- Aim of the exercise: From the text on vitamin D and dementia, reproduce word for word the passage that begins at the words "A total of five" and ends after the words "published after 2010.".

- Selected extract:
--- START ---

A recent meta-analysis published in the Nutrition Journal discovered that lower vitamin D status may be associated with an increased risk of developing Alzheimer’s disease and dementia.
An estimated 47.5 million people suffer from dementia worldwide, with Alzheimer’s disease accounting for about 60-70% of the cases. Despite large research efforts devoted to finding treatments, a cure for dementia has yet to be discovered. Therefore, prevention strategies are in urgent need.
Studies have found a high prevalence of vitamin D deficiency among patients with AD or dementia. Researchers recently conducted a meta-analysis in order to gain more insight on the relationship between vitamin D status and dementia.
Meta-analyses play an important role in research if conducted well. Many studies will show contrary findings, and it becomes challenging to understand whether a certain exposure (i.e. vitamin D) is associated with an outcome (i.e. dementia). Meta-analyses pool data from individual studies as if they were part of one very large experiment. The inclusion of multiple studies minimizes biases that could potentially skew the results, while producing a conclusion with more statistical power.
Arguably the most important factor of a meta-analysis is its inclusion criteria. A meta-analysis’s results can still be misleading if it does not exclude poor quality studies. Additionally, the meta-analyses should only include studies with similar designs.
The current meta-analysis had found 298 studies on vitamin D and dementia or vitamin D and AD. The researchers included studies if it fit the following criteria: an original study that evaluated the association between vitamin D status and risk of developing AD or dementia, provided specific statistical measurements, compared vitamin D deficient individuals to subjects with vitamin D levels greater than 20 ng/ml (50 nmol/L). The researchers excluded animal experiments, reviews and mechanistic research studies.
A total of five studies fit the inclusion criteria. Two studies were prospective cohorts and three were cross-sectional. All studies were published after 2010.
The researchers found that subjects with vitamin D deficiency as defined by levels less than 20 ng/ml (50 nmol/L) were at an increased risk of developing AD by 21% in comparison to those with vitamin D levels above 20 ng/ml (50 nmol/L). Additionally, those who were considered vitamin D deficient had a 63% increased risk of developing dementia in comparison to those who were vitamin D sufficient.
The researchers stated,
“In summary, available data shows that vitamin D deficiency may be associated with increased risk of developing AD and dementia.”

--- END ---

- The data:
--- START ---

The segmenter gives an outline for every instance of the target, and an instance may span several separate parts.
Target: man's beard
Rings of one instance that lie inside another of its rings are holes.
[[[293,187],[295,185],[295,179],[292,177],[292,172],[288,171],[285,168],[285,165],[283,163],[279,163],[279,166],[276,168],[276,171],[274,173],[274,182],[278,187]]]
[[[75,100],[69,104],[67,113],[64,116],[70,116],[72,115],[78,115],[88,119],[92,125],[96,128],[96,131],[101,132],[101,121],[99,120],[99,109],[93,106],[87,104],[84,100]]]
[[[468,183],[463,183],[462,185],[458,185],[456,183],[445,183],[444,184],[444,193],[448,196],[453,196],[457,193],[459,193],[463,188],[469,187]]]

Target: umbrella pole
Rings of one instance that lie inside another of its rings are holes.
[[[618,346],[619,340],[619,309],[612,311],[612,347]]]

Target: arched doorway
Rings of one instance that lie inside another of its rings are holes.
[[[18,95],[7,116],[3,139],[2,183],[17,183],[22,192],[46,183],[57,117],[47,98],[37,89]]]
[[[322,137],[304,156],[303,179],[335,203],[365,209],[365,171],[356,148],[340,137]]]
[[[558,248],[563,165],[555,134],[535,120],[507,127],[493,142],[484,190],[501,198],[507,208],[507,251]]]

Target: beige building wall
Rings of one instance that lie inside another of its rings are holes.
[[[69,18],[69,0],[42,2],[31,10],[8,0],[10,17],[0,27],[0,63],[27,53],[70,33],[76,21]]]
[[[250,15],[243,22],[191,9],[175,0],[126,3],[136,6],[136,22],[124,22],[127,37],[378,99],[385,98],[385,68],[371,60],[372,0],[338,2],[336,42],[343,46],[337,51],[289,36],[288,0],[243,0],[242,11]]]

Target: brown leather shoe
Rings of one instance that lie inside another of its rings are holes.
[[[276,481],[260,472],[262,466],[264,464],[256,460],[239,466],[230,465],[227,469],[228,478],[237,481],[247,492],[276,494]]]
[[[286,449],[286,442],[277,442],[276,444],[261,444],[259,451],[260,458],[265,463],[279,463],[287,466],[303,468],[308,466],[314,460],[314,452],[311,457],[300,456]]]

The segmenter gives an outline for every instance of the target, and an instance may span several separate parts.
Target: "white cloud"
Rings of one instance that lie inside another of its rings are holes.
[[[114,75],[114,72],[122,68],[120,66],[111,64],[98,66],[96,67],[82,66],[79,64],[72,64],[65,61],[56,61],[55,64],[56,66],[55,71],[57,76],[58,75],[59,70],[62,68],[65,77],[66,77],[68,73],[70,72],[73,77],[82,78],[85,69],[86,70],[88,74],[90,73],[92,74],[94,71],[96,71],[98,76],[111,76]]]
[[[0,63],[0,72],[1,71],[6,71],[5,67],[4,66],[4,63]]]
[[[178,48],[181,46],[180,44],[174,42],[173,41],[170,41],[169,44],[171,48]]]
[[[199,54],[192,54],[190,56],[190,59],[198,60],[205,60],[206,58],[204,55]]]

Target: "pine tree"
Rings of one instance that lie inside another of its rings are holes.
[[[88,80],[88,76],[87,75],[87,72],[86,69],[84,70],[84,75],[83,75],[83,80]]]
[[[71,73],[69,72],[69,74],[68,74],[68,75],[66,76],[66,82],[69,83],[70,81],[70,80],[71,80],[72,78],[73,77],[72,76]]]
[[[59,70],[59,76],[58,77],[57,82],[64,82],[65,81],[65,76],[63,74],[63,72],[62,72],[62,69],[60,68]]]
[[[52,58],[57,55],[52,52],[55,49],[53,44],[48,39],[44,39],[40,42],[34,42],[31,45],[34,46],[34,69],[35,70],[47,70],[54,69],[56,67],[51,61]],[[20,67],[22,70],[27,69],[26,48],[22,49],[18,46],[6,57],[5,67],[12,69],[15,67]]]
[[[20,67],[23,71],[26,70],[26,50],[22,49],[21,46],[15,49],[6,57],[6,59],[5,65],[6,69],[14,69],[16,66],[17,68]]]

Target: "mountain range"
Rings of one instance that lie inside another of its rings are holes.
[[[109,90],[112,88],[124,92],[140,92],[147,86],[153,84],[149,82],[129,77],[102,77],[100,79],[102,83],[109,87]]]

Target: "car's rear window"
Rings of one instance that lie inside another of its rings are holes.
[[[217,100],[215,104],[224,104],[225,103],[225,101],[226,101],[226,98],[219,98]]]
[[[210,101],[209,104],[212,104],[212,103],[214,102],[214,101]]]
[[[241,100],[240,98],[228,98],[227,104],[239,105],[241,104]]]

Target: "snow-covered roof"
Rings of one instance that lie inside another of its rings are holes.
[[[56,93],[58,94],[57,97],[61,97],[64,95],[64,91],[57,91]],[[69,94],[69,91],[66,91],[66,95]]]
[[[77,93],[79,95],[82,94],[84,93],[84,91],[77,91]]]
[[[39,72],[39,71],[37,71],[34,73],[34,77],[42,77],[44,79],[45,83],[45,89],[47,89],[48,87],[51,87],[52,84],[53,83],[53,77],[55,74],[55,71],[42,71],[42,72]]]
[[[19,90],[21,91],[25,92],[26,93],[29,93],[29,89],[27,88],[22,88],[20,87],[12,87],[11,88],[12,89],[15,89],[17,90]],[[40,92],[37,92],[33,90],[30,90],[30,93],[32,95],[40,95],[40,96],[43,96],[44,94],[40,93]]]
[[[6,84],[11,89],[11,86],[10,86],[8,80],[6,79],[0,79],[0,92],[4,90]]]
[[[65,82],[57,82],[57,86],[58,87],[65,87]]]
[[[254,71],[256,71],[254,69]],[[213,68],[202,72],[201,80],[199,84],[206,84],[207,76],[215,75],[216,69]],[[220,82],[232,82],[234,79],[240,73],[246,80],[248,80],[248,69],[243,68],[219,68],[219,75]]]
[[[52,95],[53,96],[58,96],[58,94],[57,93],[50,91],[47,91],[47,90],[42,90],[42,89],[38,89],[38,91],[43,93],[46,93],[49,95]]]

--- END ---

- Task response:
A total of five studies fit the inclusion criteria. Two studies were prospective cohorts and three were cross-sectional. All studies were published after 2010.